Please say how many lines in the records below contain the word "instance". Give only the number.

Given data: Begin

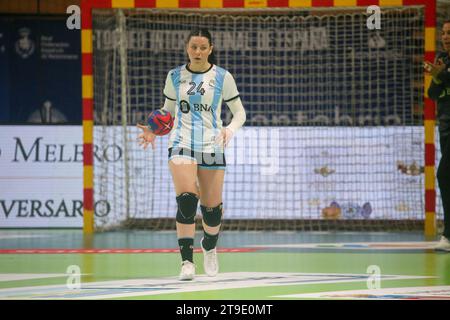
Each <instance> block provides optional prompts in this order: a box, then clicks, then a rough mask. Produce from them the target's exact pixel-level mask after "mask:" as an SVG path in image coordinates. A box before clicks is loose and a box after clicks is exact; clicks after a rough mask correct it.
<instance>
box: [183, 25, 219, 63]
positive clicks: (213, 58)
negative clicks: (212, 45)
mask: <svg viewBox="0 0 450 320" xmlns="http://www.w3.org/2000/svg"><path fill="white" fill-rule="evenodd" d="M192 37H205V38H207V39H208V42H209V45H210V46H212V45H213V42H212V36H211V33H210V32H209V31H208V30H207V29H204V28H196V29H194V30H192V31H191V33H189V36H188V38H187V41H186V43H188V42H189V40H191V38H192ZM208 62H209V63H211V64H216V62H217V59H216V55H215V53H214V49H213V51H212V52H211V54H210V55H209V56H208Z"/></svg>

Given data: End

- **Answer section**: 2